AS ESCANIFRADAS - Berenice Hering

Os escritores, autores, dramaturgos e poetas são os déspotas esclarecidos de sempre, mesmo nesta era obscurantista do terceiro milênio. Definitivos, autocratas, absolutistas. Criacionistas, claro! Poderosos que criam, inventam, aniquilam. A Literaura é o mix no caldeirão de deuses, bruxos, xamãs. A oficina de Vulcano é tomada de assalto e forjam-se tipos, caras, personas e pombas-giras. Girândolas num parque de diversidades e de cenários magi-rústicos em montanhas-russas, chapéus-mexicanos, túneis-do-terror...

Meu amigo Samuel Duarte é capixaba e romancista, um dos nossos mais iluminados. Seus personagens ele os coloca na olaria de Josué ou no atelier de Da Vinci. Um padre pode transformar a hóstia em excomunhão. Meu pai gostava muito de xingar desgraça e excomungado. C'est la même chose, pois aquele que não merece a graça não participa da comunhão. SD coloca na boca do seu padre-personagem em As Duas Faces de Eros este acinte: "as crônicas são cocô de cabrito". Aceito a fala do mestre na boca do coadjuvante. Tudo no contexto, bem urdido na trama desta roca-tear criativa vira seda e cetim.

Tarefas a cumprir:
1) No texto, reescreva tudo desde "Os escritores, autores, dramaturgos" até "montanhas-russas, chapéus-mexicanos, túneis-do-terror...", trocando "oficina" por "ferraria".
2) Condense em poucas frases o parágrafo do texto que começa com "Meu amigo Samuel Duarte", mantendo os fatos principais.
3) Qual obra de Samuel Duarte é mencionada no texto?

Registros do conjunto:
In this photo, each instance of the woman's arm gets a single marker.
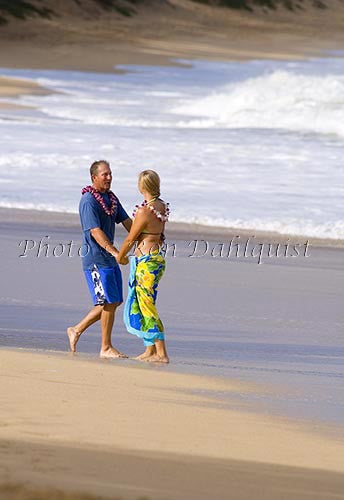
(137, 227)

* * *

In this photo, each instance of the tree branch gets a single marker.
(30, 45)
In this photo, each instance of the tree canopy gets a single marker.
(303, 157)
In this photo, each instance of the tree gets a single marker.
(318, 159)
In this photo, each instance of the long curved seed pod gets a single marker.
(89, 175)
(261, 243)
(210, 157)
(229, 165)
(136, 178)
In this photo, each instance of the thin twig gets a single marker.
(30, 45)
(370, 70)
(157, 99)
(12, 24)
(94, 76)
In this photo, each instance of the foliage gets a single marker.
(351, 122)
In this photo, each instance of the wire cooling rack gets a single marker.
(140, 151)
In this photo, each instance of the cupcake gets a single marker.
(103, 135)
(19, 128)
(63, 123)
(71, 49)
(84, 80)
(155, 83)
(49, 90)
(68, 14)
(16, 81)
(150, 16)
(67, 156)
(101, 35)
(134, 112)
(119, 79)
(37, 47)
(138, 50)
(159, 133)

Respostas às tarefas:
1)
Os escritores, autores, dramaturgos e poetas são os déspotas esclarecidos de sempre, mesmo nesta era obscurantista do terceiro milênio. Definitivos, autocratas, absolutistas. Criacionistas, claro! Poderosos que criam, inventam, aniquilam. A Literaura é o mix no caldeirão de deuses, bruxos, xamãs. A ferraria de Vulcano é tomada de assalto e forjam-se tipos, caras, personas e pombas-giras. Girândolas num parque de diversidades e de cenários magi-rústicos em montanhas-russas, chapéus-mexicanos, túneis-do-terror...

2) Samuel Duarte, romancista capixaba e um dos mais iluminados, molda seus personagens como na olaria de Josué ou no atelier de Da Vinci. Um padre pode transformar a hóstia em excomunhão, palavra que meu pai gostava de usar como xingamento. Em As Duas Faces de Eros, ele põe na boca de um padre-personagem que "as crônicas são cocô de cabrito". Aceito a fala porque, no contexto de uma trama bem urdida, tudo vira seda e cetim.

3) As Duas Faces de Eros.